▶ Extract to read:
▬▬▬▬▬▬

PITY FOR ATHEISTS, AND THE SPIRIT OF CHARLES DARWIN.
I once heard a woman, call her Diane, say that the only time she felt sorry for atheists was when she considered the problem faced by an atheistic parent when trying to answer the questions that curious children ask. Her example was the question, Why is the sky blue? The way she put it was that, at least, other parents (i.e., theistic parents) could easily answer the child’s question by saying that God made it that way, i.e. God made sky blue. But what was the poor atheistic parent to say? Something along the lines of “….well, the sky is blue because of the chemical composition of the atmosphere and the effect of the sunlight hitting it … (so on and so forth)” ? Probably not many of us could answer the child in an intelligent way, one not relying on religious myth. (But most of us know that the answer is available if we care to look it up, and that we could give the child a good answer.)
Anyhow, Diane’s feeling pity for atheists and her statement as to how people often reply to a curious child got me to thinking about explanations of natural phenomena, the distinction between good and bad explanations and eventually, the Darwinian explanation of life in our world.
Diane may not have realize it, but she gave us a perfect example of a pseudo explanation, one that looks like it does the work of explaining, but in fact does no work at all. She made the popular assumption, still heard today, that by invoking God’s creative activity one can effectively explain how things are in the world. But saying that the sky-is-blue because this is how God created it is simply a religious way of conceding that one does not have any useful, significant explanation to give. Does the child, on hearing such an “explanation,” have any real understanding of the blue sky? No, for the very same answer would be given if the sky were orange, or purple or green. The answer reduces the flat response: this is simply how things are. Diane’s answer also can be seen as refusal to do the hard work of coming up with a rational or factual response.
We can take Diane as representative of the large numbers of people who continue to believe that the only way to explain the origin and presence of life in this world is by invoking God’s creative action. Let’s imagine that the same child who wanted to know about the blue sky grows into the type of young person who curious about things, who poses other tough questions: How did life come about on this planet of ours? How did earth come to have such an incredible variety of life forms? Consider the “answer” that Diane would give to these types of questions: God created the world and all living creatures.
Well, as children and young people, we might have been satisfied with such an answer, after all, our parents and all respectable adults seemed to know that this was true. However, if we did not let the adult orthodoxy dampen our natural curiosity about things, and if we persisted in trying to understand things, we might have experienced the uneasy suspicion that people like Diane were not really explaining anything at all. We also might have suspected that they were taking the easy road and avoiding the hard one, the one that requires the work of searching for a scientific explanation.
Charles Darwin, on the contrary, was one person who did not avoid the hard road. Like most of his contemporaries, he could have taken the easy path and accepted the pseudo explanation that life in the forms we know it today was the result of one act of divine creation. But he saw clearly that these were pseudo explanations:
“It is so easy to hide our ignorance under such expressions as the “plan of creation,” or “unity of design,” or such, and to think that we give an explanation when we only restate a fact.”
(from Darwin’s work, The Origin of Species)

▬▬▬▬▬▬

Pointing records:
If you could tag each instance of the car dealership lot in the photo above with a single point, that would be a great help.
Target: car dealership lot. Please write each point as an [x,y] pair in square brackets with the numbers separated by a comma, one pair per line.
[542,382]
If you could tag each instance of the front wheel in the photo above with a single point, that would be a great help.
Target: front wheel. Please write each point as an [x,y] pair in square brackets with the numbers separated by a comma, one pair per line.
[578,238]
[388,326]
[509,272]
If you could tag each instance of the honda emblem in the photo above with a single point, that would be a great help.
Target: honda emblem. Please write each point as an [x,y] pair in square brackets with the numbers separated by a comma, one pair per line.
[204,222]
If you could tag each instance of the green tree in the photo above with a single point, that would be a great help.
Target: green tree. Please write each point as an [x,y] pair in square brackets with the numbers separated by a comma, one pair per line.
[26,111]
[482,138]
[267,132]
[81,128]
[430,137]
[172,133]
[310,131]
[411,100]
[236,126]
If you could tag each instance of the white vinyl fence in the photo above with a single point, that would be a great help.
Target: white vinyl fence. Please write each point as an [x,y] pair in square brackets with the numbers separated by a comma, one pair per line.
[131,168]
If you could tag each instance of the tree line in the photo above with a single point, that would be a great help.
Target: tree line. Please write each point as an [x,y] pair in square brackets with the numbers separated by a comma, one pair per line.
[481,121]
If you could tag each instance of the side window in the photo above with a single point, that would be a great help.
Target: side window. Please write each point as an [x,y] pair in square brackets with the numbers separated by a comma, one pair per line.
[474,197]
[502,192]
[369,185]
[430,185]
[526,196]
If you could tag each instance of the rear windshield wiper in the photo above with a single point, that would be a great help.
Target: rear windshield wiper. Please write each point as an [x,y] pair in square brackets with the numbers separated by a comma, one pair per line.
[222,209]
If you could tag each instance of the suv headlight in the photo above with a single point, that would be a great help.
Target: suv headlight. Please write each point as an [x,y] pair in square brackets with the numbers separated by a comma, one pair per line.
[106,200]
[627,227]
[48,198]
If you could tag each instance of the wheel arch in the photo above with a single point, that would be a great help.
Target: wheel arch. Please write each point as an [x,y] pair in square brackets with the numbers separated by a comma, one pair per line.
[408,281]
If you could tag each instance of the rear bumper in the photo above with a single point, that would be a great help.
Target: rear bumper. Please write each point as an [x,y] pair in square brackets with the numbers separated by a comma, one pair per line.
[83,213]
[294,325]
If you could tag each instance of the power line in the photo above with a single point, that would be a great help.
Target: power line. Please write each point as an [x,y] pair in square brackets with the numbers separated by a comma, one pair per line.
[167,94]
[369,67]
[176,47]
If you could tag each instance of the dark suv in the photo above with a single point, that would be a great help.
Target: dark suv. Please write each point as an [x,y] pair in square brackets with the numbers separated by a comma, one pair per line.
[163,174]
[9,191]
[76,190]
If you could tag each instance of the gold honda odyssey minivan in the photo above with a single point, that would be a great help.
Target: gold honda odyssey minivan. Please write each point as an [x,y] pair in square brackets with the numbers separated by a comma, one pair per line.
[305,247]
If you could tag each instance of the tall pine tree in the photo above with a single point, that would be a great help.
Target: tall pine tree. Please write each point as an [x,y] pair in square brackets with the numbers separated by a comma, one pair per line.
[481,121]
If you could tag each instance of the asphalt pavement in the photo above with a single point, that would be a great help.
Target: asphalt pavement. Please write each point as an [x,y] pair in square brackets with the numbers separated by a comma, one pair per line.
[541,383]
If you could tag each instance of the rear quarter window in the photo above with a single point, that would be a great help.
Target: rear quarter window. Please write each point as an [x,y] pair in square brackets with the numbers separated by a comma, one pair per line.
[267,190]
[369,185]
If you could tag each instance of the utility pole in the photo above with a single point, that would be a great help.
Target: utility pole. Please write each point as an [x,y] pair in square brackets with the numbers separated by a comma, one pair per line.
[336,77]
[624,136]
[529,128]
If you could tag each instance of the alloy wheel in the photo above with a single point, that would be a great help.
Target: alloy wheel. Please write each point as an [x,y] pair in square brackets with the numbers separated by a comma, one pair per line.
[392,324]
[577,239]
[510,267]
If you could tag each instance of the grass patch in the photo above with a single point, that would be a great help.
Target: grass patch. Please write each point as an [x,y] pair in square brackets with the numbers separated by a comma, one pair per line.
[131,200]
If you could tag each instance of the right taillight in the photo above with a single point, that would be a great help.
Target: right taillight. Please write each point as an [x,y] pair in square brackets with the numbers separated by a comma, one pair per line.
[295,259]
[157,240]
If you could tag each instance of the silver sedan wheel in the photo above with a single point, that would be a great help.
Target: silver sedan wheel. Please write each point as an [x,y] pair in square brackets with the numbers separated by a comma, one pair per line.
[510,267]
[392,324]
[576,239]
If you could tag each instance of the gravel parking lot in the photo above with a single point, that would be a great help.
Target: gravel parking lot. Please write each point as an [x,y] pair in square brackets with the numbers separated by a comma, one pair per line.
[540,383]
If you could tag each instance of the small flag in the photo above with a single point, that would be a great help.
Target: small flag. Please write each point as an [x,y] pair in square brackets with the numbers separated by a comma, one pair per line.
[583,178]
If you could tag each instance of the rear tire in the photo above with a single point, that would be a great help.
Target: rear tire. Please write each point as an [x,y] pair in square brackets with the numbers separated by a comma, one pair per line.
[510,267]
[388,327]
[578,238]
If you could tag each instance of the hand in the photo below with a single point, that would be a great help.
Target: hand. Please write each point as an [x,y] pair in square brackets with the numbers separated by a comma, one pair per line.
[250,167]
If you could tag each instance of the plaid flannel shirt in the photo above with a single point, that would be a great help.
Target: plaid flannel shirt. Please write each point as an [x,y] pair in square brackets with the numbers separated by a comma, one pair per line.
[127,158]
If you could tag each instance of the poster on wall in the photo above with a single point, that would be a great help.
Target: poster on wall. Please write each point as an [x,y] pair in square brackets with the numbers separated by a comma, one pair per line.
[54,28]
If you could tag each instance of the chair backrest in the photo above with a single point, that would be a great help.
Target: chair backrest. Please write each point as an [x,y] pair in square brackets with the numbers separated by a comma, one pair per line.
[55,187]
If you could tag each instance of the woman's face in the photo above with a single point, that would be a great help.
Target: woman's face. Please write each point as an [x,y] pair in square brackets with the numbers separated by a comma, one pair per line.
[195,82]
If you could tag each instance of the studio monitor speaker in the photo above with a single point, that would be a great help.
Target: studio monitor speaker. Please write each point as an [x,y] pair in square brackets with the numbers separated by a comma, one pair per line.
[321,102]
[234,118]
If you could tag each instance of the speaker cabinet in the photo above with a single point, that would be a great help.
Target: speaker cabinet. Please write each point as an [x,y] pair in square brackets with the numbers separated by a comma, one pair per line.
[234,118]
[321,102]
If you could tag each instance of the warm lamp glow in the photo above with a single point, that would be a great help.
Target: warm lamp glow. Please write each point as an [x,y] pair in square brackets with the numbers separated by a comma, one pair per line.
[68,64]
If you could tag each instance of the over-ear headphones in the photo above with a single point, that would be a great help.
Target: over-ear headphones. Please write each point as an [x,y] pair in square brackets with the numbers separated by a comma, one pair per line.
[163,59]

▬▬▬▬▬▬

▶ Task requirements:
A) Answer these questions about the essay on pity for atheists and Charles Darwin:
(i) What question did Diane use as her example of what a curious child might ask?
(ii) According to Diane, how could theistic parents answer that question?
(iii) Which work by Darwin is the quoted passage taken from?
B) Carry on the essay about pity for atheists and Charles Darwin from the point where it ends.
This listing has no connection to the essay about pity for atheists and Charles Darwin.

▶ Answer set:
A)
(i) Why is the sky blue?
(ii) By saying that God made it that way, that God made the sky blue.
(iii) The Origin of Species.

B)
Because of his great contribution to human knowledge, we have a good understanding of how the great variety of animal and plant life evolved on this planet. His theory of evolution by natural selection also gives us a basis for developing plausible theories of how life may have evolved from non-life, theories which omit any ad hoc reference to the workings of a mysterious deity.
Charles Darwin personifies the scientific spirit. He demonstrates that commitment to the spirit of science and rational inquiry will not let us rest easy with the primitive, pre-scientific and complacent belief that the various life forms are what they are because God so created them. He gives us the perfect response to Diane, with her misplaced pity for atheists, and to the religious, creationists, complacent in their false assumption that religious myth effectively explains things.
—————————————————————
What is this process of ‘natural selection’ which some of us find so admirable?
—————————————
Darwin’s own statement of the process of natural selection:
“If, during the long course of ages and under varying conditions of life, organic beings vary at all in the several parts of their organization, and …if there be, owing to the high geometric powers of increase of each species, at some age, season, or year, a severe struggle for life, … then, considering the infinite complexity of the relations of all organic beings to each other and to their conditions of existence, causing an infinite diversity in structure, constitution, and habits, to be advantageous to them, I think it would be a most extraordinary fact if no variation ever had occurred useful to each being’s own welfare, in the same way as so many variations have occurred useful to man. But if variations useful to any organic being do occur, assuredly individuals thus characterized will have the best chance of being preserved in the struggle for life; and from the strong principle of inheritance they will tend to produce offspring similarly characterized. This principle of preservation, I have called, for the sake of brevity, Natural Selection. (Origin, p. 127 (facs. ed. of 1st ed.))
——————————-
My attempt to summarize the process of natural selection:
- There’s a struggle for existence – Competition for scarce resources
- There’s variety among the organisms competing - Some variables give an advantage
- Those competitors with advantageous traits survive and reproduce
- Those variable traits which proved advantageous are passed to offspring
- Offspring compete for scarce resources.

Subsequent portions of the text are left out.